— TASK A —
Please set down, word for word, the part of the Grapevine article on aging starting with "Of course, my" and going on through "that causes suffering.".
— TASK B —
Answer these questions from the Grapevine article on aging:
(i) At what age did the writer get sober?
(ii) From which teachings did the writer learn that pain is inevitably human but suffering is optional?
(iii) Besides yoga, what activity does the writer say is enjoyable?

— EXCERPTED PASSAGE —
_ _ _ _

When Age Happens – Grapevine Article February 2026 By Anonymous

The pains of getting older are no fun. But she uses every AA tool she’s got and copes a day at a time

I got sober when I was 54, and I’m not so young anymore. Aging with pain has been one of the most emotionally challenging things I’ve had to deal with in sobriety. Certainly, there have been the death of loved ones and other losses that have been really sad. I’ve learned that things pass. But the pain is persistent, continuous, and it does not pass. It comes back for another day. It drags me into my greatest fear of a decrepit and isolated old age. I’m learning the hard way that there’s no bargaining with God. But like everyone else in sobriety has learned, these things are better handled a day at a time.

My sponsor looks me in the face and says, “Look, we’re all dying.” And if we’re old, we are all starting to ache. It’s time to accept this as a reality of the aging process. I need to accept this as part of the natural cycle of life. That’s when I try to remember to pray, meditate, get outside myself, do service and cultivate relationships. No matter what I do or don’t do, I must accept that much of what’s happening is out of my control. I could do yoga all day long and still get hit by a bus tomorrow. Sigh. I’m much better at this some days than others.

Of course, my ability to deal with my health is directly proportional to the well-being of my spiritual life. Lately, in my search for a spiritual awakening—which admittedly has been of a particularly painful educational variety—I’ve read numerous books. From Buddhist teachings I’ve learned that pain is inevitably human, but suffering is optional. It’s the resistance to pain, be it physical or emotional, that causes suffering.

On occasion, when trying not to resist, I’ve been able to separate myself from the pain. During one recent bad period, I sat on the edge of my bed just letting it move through me. I still felt the pain, but I also experienced a lightness of being, as if I were floating above looking down on the pain. I came back into my body and thought, Well, that was interesting. What’s next? It was very liberating. For that moment I was not dominated by pain, and more importantly, I was freed from the fear.

I also try to stay conscious of gratitude for what I do have. Despite all my whining, I still have a lot of good health remaining. On many days I’m active and can keep up with my yoga practice. I also enjoy walking. I’m so fortunate to have the resources to access good medical care. I have doctors and physical therapists who address each new ailment, help me to maintain what flexibility I have, and manage my pain.

More than anything, I hold close my gratitude for the good fortune that I found AA before I really ruined my health. Physically, I was a train wreck waiting to happen. I hate to even think about what a few more years of drinking would have done to my health. I can too easily imagine what I would become—a ravaged and very angry old lady. That’s how I came into AA. It makes me shudder.

When I stopped whining and started redirecting my focus outside myself and on to helping others, I found it liberating. Freedom! I’ve found that service is always fulfilling (happy). And my life, taken in this moment is good (oh, joy!).

_ _ _ _

— Stored data entries —
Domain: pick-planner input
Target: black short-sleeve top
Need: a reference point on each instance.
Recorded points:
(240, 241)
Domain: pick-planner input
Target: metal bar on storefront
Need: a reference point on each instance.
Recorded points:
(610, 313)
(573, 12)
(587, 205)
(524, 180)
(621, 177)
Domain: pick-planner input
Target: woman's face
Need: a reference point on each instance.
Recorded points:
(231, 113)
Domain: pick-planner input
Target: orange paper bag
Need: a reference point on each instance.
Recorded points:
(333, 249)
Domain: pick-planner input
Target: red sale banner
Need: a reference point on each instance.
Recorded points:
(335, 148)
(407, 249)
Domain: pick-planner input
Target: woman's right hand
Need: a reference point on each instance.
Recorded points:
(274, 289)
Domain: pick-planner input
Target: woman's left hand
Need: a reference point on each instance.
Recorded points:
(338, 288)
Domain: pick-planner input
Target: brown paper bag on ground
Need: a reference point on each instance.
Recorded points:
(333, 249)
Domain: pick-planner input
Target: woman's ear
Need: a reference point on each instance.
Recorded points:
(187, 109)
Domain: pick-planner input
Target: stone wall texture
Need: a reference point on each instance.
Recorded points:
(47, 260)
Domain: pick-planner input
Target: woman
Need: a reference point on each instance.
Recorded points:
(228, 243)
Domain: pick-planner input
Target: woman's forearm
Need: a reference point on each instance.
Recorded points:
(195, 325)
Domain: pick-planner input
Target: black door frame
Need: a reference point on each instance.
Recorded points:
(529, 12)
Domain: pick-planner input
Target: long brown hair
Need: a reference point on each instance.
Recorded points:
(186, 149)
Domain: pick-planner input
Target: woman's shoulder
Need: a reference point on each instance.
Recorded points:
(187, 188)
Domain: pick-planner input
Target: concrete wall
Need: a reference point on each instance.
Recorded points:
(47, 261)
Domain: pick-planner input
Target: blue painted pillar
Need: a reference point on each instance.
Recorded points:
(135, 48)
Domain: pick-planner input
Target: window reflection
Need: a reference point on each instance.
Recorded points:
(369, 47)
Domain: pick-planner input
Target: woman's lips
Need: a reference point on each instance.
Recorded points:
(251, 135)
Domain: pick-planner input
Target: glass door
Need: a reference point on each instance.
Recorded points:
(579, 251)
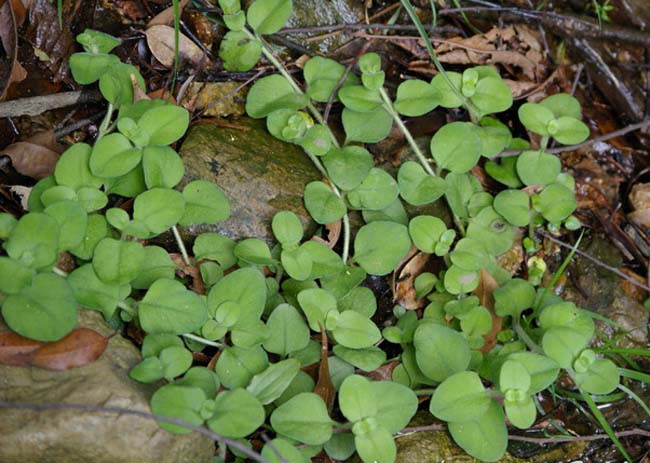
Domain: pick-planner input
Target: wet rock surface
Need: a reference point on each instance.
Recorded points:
(258, 173)
(70, 436)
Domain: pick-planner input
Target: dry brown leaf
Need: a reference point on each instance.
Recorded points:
(403, 288)
(161, 43)
(15, 349)
(166, 16)
(81, 347)
(36, 156)
(9, 18)
(324, 387)
(485, 293)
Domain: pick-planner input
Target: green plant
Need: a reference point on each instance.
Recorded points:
(262, 325)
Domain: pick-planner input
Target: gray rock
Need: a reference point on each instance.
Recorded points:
(70, 436)
(260, 174)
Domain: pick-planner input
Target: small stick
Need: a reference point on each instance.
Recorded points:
(35, 105)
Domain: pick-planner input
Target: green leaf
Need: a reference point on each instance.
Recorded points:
(289, 332)
(215, 247)
(72, 221)
(269, 16)
(237, 413)
(322, 76)
(568, 130)
(157, 264)
(456, 147)
(366, 127)
(303, 418)
(348, 166)
(272, 382)
(380, 246)
(168, 307)
(45, 311)
(360, 99)
(535, 117)
(113, 156)
(376, 445)
(396, 406)
(34, 240)
(416, 186)
(562, 105)
(514, 297)
(287, 228)
(355, 331)
(271, 93)
(159, 209)
(205, 203)
(514, 206)
(492, 95)
(448, 98)
(485, 438)
(89, 67)
(179, 402)
(239, 52)
(376, 192)
(93, 293)
(323, 205)
(416, 98)
(556, 202)
(237, 365)
(72, 168)
(162, 167)
(460, 397)
(425, 231)
(357, 399)
(244, 286)
(440, 351)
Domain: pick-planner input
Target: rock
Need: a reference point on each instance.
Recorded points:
(70, 436)
(260, 174)
(308, 13)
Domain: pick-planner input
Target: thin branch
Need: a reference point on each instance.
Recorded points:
(608, 136)
(597, 262)
(127, 411)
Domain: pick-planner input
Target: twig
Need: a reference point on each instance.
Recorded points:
(608, 136)
(597, 262)
(127, 411)
(35, 105)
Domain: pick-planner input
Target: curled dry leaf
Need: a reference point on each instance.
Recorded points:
(160, 39)
(36, 156)
(81, 347)
(485, 293)
(166, 16)
(10, 16)
(403, 286)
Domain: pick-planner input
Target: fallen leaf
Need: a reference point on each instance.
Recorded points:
(81, 347)
(166, 16)
(403, 286)
(15, 349)
(36, 156)
(9, 38)
(485, 293)
(161, 43)
(324, 387)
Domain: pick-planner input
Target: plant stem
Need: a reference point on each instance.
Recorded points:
(181, 245)
(103, 128)
(207, 342)
(388, 105)
(316, 114)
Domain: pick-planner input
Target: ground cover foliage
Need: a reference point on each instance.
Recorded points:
(483, 348)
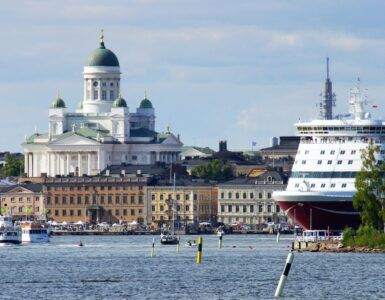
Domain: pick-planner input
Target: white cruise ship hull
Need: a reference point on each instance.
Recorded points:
(319, 210)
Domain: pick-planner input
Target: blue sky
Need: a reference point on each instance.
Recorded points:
(237, 70)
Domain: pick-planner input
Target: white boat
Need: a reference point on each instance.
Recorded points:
(170, 238)
(320, 191)
(34, 233)
(9, 233)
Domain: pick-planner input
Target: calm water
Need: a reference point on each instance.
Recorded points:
(120, 267)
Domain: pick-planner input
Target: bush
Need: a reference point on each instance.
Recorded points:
(365, 236)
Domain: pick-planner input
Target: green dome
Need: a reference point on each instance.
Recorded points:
(145, 103)
(120, 102)
(58, 103)
(102, 57)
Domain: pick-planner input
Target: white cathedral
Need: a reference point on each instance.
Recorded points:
(101, 132)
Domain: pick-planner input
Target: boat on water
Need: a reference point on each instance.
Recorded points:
(33, 232)
(320, 191)
(169, 237)
(9, 233)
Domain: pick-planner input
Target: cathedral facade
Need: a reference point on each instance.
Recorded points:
(101, 132)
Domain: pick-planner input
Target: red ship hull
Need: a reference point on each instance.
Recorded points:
(322, 215)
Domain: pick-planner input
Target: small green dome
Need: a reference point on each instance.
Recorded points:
(145, 103)
(102, 57)
(120, 102)
(58, 103)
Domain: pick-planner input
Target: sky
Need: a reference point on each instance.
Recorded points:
(239, 71)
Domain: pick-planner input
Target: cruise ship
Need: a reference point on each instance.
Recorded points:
(320, 191)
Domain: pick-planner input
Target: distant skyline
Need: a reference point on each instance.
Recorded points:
(214, 70)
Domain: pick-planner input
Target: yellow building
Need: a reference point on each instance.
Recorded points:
(194, 202)
(23, 201)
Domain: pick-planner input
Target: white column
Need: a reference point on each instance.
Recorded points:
(80, 164)
(26, 163)
(68, 164)
(89, 164)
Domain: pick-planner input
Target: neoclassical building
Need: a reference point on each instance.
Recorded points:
(102, 131)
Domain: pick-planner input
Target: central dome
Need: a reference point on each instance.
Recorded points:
(102, 57)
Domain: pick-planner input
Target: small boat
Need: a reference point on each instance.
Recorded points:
(9, 233)
(169, 239)
(33, 232)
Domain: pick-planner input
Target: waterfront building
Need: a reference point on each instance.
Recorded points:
(248, 200)
(102, 131)
(96, 199)
(193, 152)
(23, 201)
(195, 202)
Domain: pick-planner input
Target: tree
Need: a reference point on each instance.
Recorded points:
(369, 199)
(13, 166)
(214, 170)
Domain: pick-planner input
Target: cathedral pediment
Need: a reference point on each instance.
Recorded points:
(73, 139)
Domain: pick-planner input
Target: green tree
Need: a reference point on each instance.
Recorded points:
(214, 170)
(369, 199)
(13, 166)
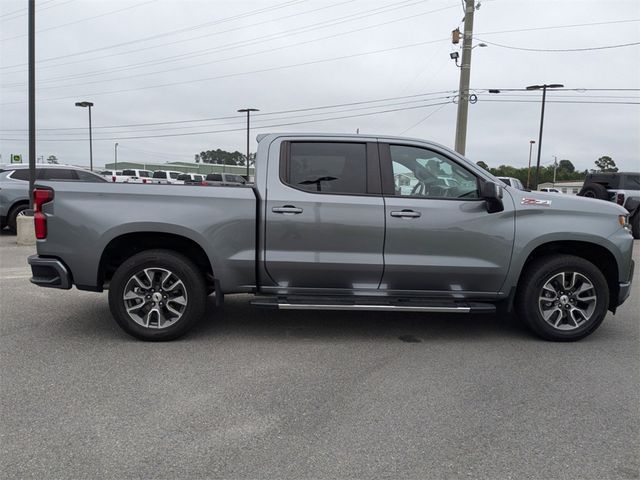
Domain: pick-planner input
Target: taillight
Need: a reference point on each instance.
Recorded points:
(40, 197)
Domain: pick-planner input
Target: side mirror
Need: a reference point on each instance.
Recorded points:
(492, 193)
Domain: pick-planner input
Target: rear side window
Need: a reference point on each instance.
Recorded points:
(327, 167)
(22, 174)
(56, 174)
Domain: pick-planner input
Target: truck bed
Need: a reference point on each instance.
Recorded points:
(86, 217)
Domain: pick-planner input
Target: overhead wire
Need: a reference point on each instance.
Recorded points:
(112, 12)
(260, 52)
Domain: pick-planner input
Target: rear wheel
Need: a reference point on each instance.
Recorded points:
(562, 297)
(157, 295)
(594, 190)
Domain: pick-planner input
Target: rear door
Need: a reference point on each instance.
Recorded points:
(324, 217)
(440, 238)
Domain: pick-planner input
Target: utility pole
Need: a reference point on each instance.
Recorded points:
(465, 75)
(32, 97)
(531, 142)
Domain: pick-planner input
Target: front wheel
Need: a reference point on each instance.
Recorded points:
(157, 295)
(562, 297)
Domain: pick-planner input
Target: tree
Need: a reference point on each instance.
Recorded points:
(606, 164)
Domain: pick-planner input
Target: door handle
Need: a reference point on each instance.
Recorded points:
(406, 214)
(287, 210)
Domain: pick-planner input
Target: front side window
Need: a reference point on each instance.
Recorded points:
(418, 172)
(328, 167)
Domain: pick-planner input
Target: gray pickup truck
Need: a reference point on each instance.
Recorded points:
(338, 222)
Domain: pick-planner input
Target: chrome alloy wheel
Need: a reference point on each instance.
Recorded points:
(155, 298)
(567, 300)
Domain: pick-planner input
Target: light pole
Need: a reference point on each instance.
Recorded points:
(531, 142)
(88, 104)
(248, 110)
(544, 97)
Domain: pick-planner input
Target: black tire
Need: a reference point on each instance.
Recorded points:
(635, 224)
(541, 272)
(594, 190)
(191, 289)
(12, 218)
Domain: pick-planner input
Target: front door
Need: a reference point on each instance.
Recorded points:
(440, 238)
(324, 217)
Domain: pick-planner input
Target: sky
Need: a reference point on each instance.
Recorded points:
(167, 77)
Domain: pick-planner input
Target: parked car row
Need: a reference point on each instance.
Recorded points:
(169, 177)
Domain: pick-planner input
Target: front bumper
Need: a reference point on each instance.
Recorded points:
(49, 272)
(625, 288)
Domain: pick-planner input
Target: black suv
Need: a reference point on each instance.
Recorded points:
(622, 188)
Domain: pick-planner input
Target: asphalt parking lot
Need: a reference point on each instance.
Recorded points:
(265, 394)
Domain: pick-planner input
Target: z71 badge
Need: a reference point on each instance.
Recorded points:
(535, 201)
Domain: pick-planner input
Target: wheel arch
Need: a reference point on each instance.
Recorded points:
(600, 256)
(128, 244)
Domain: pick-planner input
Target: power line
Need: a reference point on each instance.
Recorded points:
(423, 120)
(237, 44)
(173, 32)
(82, 20)
(261, 127)
(26, 9)
(560, 49)
(552, 27)
(260, 52)
(237, 74)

_ _ _ _

— SOLUTION A —
Of course, my ability to deal with my health is directly proportional to the well-being of my spiritual life. Lately, in my search for a spiritual awakening—which admittedly has been of a particularly painful educational variety—I’ve read numerous books. From Buddhist teachings I’ve learned that pain is inevitably human, but suffering is optional. It’s the resistance to pain, be it physical or emotional, that causes suffering.

— SOLUTION B —
(i) 54
(ii) Buddhist teachings
(iii) Walking